• [Exercise description] Each line of the data holding "porch" should be found and copied.

• [Data supplied]
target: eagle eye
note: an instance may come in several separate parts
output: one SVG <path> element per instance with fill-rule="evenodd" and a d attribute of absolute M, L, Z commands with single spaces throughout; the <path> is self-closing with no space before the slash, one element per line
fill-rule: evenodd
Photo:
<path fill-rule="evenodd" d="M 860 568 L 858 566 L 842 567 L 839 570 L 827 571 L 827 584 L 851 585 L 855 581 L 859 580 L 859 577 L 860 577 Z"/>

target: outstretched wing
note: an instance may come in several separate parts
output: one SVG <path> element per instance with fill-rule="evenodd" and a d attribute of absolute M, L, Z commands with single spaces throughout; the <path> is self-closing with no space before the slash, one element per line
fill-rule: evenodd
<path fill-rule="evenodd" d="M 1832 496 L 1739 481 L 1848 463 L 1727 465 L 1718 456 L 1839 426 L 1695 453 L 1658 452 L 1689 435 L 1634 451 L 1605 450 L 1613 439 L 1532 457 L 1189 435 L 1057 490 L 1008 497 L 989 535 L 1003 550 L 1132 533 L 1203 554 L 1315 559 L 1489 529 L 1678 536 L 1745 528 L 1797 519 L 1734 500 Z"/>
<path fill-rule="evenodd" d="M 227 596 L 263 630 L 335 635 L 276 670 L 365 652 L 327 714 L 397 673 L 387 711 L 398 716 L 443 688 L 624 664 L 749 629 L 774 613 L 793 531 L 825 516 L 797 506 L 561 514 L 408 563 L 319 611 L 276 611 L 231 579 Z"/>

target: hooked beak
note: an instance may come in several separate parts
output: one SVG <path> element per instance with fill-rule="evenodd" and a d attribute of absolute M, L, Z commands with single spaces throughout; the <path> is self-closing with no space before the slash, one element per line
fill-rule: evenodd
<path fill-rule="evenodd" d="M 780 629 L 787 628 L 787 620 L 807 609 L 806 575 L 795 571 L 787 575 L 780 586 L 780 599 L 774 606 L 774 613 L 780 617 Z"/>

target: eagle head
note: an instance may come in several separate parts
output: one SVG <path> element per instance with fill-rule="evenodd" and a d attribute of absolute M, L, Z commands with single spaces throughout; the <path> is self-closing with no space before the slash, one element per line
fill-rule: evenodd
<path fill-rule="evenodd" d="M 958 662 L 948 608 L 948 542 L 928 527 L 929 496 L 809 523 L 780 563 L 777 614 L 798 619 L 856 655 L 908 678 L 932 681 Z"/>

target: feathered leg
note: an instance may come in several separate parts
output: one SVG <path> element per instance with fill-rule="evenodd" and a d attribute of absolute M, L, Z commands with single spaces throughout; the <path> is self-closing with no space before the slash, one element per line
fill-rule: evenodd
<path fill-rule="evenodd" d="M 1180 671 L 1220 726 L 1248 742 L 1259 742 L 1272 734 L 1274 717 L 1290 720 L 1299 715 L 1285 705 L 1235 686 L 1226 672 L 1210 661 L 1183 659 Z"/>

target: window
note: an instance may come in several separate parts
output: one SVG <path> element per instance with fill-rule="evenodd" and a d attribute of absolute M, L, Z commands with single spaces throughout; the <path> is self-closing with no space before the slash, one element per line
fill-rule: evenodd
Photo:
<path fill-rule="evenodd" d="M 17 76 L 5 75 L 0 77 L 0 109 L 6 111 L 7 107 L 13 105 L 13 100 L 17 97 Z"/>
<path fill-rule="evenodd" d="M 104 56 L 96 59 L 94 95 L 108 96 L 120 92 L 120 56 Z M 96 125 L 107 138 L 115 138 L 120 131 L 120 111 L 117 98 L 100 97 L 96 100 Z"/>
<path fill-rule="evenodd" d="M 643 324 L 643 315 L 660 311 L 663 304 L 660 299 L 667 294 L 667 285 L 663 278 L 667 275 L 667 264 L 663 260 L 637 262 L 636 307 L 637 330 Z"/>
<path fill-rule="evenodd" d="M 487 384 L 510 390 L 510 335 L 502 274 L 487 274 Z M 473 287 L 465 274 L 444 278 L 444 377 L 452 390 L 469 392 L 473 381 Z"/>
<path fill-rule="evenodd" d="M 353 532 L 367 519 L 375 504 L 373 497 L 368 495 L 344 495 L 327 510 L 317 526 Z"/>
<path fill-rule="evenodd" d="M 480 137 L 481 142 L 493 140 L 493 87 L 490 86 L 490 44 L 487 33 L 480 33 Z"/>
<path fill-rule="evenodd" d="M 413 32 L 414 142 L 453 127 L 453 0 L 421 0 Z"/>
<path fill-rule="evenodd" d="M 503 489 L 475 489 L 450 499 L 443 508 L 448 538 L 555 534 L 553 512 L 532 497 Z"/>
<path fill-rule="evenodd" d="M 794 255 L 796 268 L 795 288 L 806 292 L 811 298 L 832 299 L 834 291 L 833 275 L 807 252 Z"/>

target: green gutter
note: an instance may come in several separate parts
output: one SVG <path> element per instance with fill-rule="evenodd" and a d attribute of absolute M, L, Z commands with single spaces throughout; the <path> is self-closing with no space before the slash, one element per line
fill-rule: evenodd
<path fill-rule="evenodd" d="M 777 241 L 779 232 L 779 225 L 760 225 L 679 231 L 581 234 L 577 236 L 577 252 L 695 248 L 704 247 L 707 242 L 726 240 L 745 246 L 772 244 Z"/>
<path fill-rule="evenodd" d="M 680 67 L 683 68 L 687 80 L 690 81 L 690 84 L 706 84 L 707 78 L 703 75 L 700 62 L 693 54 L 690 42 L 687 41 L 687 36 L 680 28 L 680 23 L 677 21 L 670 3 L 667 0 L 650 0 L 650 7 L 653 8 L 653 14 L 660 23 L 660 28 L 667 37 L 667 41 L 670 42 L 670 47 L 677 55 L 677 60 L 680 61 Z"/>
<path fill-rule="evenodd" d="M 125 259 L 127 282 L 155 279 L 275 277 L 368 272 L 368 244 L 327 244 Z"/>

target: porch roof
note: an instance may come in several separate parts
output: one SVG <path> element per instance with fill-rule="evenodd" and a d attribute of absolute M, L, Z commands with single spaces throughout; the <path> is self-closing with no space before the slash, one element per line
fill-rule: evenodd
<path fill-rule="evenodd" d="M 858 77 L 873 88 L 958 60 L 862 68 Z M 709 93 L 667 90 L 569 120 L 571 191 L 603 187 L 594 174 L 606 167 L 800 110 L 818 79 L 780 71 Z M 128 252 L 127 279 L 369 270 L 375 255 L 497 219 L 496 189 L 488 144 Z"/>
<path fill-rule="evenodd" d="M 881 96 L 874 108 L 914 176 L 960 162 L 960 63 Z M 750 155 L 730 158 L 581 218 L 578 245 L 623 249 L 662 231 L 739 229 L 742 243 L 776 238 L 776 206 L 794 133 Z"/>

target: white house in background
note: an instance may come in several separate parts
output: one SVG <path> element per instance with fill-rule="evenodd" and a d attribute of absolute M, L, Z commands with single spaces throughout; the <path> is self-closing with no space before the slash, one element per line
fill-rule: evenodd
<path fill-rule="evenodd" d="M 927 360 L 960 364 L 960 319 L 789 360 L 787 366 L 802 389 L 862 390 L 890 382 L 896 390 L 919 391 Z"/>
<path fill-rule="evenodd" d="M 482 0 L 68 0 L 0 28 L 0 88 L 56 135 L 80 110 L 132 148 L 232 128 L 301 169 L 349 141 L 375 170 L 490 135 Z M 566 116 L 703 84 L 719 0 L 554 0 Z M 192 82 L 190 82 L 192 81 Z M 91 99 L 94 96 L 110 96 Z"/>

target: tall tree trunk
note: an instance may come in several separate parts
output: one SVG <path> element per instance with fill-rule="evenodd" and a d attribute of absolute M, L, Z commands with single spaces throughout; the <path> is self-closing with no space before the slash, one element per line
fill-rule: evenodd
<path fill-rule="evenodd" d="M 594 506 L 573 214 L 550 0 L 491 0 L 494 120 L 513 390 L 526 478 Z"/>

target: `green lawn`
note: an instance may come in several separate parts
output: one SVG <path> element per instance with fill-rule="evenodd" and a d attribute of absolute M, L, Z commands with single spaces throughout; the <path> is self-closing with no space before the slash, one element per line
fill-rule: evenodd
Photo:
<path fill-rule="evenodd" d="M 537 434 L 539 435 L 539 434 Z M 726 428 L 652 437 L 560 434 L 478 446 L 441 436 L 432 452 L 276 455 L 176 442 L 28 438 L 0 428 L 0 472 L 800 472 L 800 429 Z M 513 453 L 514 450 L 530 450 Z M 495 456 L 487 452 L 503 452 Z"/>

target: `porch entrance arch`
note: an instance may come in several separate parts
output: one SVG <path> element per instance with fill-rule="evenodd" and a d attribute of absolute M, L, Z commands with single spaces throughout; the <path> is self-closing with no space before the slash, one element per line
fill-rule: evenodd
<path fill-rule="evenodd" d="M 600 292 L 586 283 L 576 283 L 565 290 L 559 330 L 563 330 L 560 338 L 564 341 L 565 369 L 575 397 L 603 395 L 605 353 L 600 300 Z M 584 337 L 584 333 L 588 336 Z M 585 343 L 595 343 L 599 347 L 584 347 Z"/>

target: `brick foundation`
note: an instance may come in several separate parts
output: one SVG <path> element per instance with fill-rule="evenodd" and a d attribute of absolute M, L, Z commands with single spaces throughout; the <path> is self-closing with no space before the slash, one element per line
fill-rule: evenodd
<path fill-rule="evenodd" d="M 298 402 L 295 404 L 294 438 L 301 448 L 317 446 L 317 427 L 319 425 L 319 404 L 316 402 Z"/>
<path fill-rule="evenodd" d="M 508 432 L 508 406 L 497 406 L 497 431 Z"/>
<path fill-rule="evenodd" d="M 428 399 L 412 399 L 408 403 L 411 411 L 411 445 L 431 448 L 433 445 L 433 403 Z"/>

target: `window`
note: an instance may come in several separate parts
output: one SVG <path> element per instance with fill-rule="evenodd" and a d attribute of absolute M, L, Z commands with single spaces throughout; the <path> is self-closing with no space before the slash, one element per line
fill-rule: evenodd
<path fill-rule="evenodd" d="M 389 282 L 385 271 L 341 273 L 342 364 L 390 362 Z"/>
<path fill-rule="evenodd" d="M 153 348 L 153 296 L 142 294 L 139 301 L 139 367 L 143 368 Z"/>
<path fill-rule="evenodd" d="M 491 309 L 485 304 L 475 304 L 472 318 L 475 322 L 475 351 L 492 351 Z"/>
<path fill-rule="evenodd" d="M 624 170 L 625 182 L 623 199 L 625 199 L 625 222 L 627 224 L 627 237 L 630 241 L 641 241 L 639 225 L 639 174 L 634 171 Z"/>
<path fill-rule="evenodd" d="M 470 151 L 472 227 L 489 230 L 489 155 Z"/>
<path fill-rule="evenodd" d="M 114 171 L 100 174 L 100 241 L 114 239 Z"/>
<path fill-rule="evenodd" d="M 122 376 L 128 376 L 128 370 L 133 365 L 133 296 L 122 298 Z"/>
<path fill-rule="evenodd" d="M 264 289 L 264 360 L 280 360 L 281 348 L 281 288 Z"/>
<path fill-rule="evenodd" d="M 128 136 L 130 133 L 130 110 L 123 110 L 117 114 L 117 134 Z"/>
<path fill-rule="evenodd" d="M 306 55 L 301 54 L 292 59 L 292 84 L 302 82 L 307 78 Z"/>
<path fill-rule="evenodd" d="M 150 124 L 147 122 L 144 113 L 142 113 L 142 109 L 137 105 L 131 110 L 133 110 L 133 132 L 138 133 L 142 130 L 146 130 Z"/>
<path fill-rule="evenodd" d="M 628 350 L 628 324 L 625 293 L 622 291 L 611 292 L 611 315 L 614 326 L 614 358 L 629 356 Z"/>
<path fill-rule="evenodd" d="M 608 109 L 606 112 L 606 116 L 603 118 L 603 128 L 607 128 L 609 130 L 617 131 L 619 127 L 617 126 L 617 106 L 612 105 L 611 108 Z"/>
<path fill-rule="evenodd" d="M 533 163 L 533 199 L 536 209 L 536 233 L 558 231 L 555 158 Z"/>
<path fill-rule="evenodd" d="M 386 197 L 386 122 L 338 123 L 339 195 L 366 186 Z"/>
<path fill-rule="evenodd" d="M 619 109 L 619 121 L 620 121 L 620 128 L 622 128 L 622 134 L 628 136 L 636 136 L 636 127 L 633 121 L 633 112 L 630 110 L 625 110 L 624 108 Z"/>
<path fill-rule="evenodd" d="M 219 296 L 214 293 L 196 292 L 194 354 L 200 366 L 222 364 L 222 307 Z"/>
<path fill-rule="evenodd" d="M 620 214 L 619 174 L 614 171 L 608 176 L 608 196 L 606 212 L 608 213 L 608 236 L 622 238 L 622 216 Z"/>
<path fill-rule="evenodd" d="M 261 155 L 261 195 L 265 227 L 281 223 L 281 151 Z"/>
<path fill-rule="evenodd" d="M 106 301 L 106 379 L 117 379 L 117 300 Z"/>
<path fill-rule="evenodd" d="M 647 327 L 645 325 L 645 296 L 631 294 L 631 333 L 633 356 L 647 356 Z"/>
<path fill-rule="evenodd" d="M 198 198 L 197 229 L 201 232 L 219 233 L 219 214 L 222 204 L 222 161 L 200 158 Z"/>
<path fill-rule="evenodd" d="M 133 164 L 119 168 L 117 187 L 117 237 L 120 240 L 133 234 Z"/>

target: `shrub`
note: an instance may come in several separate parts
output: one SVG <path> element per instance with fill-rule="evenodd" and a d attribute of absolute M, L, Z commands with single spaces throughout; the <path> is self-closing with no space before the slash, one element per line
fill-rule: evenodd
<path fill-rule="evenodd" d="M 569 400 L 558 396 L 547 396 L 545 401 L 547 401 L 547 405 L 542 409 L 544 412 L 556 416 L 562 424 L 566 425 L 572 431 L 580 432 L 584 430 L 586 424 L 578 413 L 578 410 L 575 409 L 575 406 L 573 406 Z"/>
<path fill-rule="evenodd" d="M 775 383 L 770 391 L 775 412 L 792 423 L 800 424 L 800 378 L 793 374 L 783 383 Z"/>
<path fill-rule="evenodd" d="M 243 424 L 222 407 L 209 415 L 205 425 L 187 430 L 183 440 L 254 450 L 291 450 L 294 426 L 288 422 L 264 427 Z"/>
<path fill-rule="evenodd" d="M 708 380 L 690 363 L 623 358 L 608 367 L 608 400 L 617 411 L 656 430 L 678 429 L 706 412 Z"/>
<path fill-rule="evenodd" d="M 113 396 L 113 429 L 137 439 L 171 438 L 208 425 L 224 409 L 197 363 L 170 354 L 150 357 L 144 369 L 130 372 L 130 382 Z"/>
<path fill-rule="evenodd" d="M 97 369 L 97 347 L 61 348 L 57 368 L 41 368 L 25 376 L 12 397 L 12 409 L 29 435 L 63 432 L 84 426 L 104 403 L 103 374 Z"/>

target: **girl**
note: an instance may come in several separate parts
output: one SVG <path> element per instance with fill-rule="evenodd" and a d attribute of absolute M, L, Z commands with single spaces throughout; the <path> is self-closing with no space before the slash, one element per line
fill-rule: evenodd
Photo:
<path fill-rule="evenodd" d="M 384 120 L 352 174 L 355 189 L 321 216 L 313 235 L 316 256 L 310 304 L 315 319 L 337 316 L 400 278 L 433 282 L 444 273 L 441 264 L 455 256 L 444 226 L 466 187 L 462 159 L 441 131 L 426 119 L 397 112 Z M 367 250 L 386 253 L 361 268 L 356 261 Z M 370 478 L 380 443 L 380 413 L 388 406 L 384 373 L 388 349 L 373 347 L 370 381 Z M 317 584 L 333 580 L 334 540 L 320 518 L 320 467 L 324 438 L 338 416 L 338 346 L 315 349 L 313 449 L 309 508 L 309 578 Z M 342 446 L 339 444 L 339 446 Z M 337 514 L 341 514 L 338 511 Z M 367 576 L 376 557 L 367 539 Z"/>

• [Exercise output]
target: porch roof
target: `porch entrance arch`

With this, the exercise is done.